--- Start of Data to process ---

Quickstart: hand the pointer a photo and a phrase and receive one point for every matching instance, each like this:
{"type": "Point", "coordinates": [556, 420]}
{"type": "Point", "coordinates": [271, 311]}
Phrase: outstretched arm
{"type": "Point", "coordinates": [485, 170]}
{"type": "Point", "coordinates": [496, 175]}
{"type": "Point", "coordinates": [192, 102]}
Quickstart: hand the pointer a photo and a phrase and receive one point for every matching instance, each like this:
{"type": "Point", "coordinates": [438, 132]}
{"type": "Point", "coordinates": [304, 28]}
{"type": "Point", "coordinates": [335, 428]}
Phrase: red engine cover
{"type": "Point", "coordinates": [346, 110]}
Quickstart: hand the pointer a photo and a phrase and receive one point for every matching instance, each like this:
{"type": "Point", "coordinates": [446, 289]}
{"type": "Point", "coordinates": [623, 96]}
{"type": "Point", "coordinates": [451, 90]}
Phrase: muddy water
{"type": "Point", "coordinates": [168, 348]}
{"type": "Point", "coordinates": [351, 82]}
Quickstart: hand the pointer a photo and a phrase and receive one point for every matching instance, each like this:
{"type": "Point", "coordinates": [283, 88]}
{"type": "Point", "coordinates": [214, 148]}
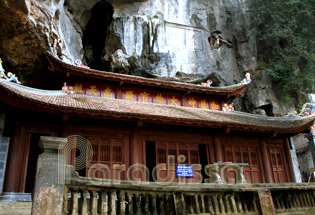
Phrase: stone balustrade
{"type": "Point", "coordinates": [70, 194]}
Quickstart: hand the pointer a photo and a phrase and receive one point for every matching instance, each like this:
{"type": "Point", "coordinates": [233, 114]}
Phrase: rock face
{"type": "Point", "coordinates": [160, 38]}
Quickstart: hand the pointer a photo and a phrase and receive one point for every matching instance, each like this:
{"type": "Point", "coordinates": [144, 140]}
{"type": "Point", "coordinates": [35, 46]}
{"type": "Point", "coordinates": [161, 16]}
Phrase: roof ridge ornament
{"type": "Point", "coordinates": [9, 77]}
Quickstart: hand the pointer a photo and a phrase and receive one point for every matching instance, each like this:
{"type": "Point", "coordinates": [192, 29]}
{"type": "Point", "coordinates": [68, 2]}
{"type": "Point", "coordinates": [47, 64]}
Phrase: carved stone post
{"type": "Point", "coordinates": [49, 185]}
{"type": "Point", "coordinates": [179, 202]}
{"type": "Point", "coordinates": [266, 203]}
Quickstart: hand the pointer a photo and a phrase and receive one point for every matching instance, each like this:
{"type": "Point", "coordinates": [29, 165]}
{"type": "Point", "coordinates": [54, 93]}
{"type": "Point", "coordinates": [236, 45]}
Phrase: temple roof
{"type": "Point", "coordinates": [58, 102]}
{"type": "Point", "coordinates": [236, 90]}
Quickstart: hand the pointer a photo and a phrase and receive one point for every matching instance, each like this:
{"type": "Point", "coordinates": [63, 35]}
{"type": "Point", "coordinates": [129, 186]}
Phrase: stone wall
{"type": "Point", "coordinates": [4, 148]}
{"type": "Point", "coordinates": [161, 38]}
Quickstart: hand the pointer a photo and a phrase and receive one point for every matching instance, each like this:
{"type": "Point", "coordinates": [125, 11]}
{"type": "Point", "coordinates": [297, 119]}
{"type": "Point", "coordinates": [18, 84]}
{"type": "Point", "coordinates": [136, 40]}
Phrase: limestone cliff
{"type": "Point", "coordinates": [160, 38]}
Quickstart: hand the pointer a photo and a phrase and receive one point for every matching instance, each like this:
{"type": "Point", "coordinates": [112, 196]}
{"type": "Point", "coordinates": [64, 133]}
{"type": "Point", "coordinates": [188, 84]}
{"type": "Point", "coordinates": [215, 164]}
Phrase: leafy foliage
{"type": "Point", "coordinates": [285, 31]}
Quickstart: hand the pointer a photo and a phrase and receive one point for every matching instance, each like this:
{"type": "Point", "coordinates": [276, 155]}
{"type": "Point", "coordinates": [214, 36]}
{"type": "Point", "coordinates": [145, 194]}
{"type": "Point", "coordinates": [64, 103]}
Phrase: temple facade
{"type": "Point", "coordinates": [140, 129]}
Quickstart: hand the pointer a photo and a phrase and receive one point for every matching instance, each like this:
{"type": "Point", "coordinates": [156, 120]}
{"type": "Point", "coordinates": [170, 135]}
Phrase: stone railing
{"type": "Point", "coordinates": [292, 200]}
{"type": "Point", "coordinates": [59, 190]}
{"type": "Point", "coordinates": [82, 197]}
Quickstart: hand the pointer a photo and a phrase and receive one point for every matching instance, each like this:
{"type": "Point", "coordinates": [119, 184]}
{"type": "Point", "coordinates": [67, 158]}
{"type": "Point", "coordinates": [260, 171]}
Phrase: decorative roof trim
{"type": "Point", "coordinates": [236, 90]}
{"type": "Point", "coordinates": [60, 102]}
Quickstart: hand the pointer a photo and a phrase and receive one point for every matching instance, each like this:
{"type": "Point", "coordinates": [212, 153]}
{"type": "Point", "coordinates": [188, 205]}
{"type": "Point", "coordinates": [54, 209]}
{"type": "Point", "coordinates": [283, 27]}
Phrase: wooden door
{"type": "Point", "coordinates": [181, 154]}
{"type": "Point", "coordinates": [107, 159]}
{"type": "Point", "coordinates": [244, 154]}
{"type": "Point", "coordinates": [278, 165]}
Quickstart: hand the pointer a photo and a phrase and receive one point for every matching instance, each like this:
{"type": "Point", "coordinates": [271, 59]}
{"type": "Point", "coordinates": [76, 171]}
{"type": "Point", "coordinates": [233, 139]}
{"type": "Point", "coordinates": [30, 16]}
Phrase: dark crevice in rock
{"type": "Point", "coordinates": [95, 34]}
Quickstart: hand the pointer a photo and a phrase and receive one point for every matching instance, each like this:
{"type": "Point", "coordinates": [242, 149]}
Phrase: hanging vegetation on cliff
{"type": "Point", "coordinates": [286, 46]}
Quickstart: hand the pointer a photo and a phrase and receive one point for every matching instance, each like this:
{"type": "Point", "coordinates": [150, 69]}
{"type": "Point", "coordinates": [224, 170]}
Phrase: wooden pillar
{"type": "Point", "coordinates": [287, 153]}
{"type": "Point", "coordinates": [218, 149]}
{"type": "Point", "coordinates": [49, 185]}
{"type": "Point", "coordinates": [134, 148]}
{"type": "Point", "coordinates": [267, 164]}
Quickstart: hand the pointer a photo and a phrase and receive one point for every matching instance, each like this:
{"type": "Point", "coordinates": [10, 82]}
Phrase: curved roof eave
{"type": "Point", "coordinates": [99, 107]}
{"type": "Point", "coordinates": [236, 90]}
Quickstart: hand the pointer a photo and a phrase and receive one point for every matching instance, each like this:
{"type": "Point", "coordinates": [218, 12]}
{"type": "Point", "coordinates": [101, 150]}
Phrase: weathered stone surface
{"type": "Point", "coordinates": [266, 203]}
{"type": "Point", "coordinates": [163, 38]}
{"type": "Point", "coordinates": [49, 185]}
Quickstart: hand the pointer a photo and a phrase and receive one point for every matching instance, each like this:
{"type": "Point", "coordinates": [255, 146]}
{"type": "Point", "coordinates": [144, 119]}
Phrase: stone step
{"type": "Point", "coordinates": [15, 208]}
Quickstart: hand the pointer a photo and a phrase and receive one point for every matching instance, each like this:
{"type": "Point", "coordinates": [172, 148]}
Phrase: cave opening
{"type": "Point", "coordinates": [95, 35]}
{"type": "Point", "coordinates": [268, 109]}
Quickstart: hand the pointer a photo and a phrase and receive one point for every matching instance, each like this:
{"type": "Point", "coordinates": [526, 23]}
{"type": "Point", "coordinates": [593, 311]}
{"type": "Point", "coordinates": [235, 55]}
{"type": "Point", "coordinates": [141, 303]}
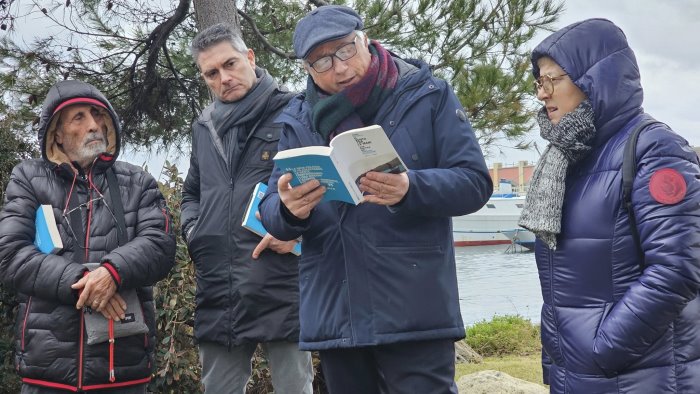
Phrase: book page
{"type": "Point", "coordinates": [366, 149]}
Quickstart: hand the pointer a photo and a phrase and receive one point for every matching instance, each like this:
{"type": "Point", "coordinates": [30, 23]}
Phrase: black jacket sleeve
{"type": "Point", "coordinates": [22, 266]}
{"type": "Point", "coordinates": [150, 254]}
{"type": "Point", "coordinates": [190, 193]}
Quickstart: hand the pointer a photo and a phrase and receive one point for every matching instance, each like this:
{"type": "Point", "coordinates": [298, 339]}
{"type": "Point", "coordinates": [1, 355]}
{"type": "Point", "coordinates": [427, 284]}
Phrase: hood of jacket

--- End of Data to process ---

What is required: Please list every line of the rows above that contains the word "rock".

Answer in full:
Phrase: rock face
Phrase: dark crevice in rock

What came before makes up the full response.